[[ Data for analysis, beginning ]]

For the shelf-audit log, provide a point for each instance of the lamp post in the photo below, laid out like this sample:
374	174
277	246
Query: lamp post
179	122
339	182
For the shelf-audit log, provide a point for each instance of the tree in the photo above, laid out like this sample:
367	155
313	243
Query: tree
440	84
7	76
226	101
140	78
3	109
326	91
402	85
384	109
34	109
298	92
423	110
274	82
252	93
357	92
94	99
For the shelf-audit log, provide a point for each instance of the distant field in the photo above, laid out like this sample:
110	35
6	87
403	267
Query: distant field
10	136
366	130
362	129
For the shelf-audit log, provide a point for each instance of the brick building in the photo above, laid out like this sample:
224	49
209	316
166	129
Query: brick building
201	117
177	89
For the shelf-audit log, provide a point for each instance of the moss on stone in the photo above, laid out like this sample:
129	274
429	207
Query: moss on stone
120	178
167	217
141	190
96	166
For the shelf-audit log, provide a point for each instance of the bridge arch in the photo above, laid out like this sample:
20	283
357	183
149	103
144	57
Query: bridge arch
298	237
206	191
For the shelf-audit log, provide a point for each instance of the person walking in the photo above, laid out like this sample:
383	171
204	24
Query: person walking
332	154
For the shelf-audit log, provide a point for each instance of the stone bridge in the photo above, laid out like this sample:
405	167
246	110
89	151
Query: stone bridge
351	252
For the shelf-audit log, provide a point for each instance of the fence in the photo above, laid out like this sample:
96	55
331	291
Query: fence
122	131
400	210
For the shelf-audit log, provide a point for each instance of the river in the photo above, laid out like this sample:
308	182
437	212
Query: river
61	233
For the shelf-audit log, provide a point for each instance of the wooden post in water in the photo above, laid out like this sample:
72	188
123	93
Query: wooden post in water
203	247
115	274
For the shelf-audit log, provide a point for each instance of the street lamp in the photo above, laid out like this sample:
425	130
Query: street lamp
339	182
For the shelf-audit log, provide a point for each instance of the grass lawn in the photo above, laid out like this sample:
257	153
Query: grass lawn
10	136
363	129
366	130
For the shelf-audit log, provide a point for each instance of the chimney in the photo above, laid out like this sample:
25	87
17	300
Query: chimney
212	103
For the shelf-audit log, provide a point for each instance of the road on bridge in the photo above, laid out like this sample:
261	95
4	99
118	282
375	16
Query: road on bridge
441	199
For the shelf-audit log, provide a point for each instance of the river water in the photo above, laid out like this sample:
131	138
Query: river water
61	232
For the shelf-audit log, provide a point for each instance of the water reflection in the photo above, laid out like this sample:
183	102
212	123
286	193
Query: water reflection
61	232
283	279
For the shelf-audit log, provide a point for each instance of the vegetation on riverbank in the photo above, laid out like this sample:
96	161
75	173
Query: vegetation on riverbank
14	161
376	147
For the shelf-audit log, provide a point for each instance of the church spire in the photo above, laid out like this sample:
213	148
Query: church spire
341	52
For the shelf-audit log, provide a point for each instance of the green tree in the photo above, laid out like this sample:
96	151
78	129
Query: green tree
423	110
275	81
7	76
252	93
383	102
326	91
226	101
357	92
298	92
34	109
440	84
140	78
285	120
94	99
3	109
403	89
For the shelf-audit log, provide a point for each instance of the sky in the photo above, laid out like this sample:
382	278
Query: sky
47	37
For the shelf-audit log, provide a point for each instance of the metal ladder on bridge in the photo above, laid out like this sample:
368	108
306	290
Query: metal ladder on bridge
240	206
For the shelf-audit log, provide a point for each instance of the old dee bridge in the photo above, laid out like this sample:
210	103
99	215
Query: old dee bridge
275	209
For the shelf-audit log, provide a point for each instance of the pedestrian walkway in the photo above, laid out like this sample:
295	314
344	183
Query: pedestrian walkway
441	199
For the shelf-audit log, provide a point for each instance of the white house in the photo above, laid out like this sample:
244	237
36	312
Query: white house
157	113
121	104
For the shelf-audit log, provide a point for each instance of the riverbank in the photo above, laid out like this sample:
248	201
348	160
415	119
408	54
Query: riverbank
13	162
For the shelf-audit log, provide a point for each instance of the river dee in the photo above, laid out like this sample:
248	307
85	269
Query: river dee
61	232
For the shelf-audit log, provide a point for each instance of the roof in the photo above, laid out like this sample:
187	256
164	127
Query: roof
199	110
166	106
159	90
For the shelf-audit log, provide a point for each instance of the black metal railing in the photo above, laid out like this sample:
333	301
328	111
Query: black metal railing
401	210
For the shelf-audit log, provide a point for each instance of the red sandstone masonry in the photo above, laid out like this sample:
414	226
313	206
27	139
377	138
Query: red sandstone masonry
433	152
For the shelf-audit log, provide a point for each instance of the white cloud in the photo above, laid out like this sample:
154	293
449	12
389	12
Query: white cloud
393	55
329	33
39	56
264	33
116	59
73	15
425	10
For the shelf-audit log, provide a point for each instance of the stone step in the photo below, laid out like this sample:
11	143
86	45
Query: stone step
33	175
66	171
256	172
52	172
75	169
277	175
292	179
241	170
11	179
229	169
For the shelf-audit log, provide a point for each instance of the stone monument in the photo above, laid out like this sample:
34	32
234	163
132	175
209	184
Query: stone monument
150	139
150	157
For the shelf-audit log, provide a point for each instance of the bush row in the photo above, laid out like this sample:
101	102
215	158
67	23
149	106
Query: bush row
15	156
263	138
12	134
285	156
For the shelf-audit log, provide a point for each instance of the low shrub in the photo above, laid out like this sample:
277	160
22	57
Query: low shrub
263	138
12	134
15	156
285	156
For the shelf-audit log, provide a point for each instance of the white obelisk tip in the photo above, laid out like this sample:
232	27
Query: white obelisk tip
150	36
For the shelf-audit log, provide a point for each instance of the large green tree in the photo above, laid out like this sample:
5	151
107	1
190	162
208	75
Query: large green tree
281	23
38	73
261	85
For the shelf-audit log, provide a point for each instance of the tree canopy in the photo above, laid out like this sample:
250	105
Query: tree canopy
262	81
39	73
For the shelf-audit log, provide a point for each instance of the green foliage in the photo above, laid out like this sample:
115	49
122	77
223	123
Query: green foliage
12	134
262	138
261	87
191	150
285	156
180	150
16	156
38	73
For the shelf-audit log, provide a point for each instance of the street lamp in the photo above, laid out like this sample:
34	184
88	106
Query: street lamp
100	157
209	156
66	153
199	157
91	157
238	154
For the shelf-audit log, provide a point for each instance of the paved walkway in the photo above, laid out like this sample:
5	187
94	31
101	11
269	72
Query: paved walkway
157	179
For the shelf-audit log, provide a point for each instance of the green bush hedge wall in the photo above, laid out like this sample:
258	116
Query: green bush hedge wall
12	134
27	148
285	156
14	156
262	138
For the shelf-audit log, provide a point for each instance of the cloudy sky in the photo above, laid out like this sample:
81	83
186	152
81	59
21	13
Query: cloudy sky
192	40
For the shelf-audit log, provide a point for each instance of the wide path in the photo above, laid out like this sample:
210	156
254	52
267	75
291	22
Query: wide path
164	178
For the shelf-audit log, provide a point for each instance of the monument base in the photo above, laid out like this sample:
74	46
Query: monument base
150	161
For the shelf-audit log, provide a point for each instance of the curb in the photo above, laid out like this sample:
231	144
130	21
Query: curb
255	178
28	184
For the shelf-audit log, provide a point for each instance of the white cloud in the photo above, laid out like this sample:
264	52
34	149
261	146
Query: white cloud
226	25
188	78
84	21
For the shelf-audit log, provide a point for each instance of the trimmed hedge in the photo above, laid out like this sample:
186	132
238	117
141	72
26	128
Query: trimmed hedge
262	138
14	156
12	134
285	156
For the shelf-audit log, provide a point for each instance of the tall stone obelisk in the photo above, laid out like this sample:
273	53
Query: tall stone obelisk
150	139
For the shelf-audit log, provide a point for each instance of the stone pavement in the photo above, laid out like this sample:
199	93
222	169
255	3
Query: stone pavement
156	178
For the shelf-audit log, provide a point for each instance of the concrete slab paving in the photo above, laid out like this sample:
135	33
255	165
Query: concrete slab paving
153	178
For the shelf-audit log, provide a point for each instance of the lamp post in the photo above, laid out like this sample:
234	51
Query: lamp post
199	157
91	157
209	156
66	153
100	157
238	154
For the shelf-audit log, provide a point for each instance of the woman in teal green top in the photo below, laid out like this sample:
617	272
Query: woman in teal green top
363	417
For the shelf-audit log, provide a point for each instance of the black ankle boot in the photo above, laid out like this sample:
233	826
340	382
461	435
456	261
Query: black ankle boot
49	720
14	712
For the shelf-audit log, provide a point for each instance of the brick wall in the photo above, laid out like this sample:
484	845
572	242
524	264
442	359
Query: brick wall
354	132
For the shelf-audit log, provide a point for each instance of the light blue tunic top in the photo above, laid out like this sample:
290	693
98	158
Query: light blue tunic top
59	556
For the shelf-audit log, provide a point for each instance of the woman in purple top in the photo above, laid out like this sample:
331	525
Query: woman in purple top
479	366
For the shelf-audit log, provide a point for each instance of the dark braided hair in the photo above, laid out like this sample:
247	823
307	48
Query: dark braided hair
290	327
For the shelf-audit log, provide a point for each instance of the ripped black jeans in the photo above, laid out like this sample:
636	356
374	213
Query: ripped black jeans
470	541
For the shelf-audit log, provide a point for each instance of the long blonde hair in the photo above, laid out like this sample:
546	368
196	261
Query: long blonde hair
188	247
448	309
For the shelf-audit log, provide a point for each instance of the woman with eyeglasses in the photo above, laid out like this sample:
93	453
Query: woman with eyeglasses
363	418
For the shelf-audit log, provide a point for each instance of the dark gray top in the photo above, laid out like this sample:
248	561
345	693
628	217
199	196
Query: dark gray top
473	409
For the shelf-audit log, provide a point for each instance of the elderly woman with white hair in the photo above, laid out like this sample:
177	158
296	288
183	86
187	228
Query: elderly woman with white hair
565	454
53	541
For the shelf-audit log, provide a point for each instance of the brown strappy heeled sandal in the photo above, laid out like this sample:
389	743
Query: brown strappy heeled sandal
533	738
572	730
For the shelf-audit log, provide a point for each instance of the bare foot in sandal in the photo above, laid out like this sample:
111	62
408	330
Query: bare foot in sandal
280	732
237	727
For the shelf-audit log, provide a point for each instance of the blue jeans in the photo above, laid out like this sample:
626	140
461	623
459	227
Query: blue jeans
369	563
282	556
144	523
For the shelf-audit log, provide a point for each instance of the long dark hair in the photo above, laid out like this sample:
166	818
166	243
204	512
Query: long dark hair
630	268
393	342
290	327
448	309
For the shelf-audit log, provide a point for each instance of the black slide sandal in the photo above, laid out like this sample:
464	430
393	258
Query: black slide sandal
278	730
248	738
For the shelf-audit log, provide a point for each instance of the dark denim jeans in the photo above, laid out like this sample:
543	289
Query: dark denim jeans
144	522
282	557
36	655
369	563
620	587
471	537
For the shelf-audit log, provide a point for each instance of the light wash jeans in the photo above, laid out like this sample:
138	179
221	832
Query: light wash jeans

[[ Data for analysis, end ]]

◆ What you will do
Every line in the records above that contains the word "wash" should be copied out.

◆ Written response
For the shelf-audit log, provide a point for each instance of the light wash jeans in the photo above, laid out like this sample:
Query: light wash jeans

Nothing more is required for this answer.